### Extracted records
↓

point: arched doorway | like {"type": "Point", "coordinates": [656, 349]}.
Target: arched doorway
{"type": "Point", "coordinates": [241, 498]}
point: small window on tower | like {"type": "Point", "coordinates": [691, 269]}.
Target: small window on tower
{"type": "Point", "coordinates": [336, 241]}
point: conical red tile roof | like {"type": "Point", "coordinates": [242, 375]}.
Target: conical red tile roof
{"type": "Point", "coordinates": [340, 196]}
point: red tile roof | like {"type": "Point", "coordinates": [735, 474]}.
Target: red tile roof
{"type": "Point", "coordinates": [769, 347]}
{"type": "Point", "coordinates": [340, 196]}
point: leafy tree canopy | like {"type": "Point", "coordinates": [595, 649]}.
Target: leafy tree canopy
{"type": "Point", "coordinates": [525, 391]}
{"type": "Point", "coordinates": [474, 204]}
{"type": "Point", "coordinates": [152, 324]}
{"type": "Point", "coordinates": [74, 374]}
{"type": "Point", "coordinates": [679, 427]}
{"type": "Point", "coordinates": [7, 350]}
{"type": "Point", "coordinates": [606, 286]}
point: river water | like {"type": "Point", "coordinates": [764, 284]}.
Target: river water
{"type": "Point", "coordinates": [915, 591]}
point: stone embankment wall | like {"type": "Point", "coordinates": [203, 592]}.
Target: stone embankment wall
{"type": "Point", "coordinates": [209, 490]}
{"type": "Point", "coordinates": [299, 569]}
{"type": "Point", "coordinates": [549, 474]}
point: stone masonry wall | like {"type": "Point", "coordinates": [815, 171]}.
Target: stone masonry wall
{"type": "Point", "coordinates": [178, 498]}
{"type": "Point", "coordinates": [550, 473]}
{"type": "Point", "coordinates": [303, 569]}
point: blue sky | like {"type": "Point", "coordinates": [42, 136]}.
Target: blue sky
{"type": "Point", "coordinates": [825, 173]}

↑

Using the data above, reproduce exactly the lines from the line that contains "point: red tile" through the line that contains "point: leafy tree", including both.

point: red tile roof | like {"type": "Point", "coordinates": [735, 474]}.
Target: red tile roof
{"type": "Point", "coordinates": [769, 347]}
{"type": "Point", "coordinates": [340, 196]}
point: leafy tree canopy | like {"type": "Point", "coordinates": [595, 649]}.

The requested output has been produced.